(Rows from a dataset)
_ _ _ _ _

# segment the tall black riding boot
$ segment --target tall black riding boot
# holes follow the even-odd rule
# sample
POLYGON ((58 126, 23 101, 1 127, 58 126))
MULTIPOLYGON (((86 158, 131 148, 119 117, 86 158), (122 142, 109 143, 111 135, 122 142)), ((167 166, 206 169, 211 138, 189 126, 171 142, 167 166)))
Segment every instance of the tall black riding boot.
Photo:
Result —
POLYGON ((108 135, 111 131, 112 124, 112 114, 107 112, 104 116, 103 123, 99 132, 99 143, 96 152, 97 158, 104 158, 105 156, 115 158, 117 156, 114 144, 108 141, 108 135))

_ _ _ _ _

- _AIM_
Repeat every row above word for word, without changing a single character.

- _RESULT FOR THIS EXERCISE_
# segment the tall black riding boot
$ segment --target tall black riding boot
# holes follow the even-odd rule
# sample
POLYGON ((58 126, 23 101, 1 127, 58 126))
MULTIPOLYGON (((86 158, 131 148, 119 117, 86 158), (122 142, 109 143, 111 135, 122 142)), ((167 166, 206 169, 211 138, 189 126, 171 142, 167 166)))
Segment every instance of the tall black riding boot.
Photo:
Result —
POLYGON ((108 135, 111 131, 112 124, 112 114, 107 112, 104 116, 103 123, 99 132, 99 143, 96 152, 97 158, 104 158, 105 156, 115 158, 117 156, 114 144, 108 141, 108 135))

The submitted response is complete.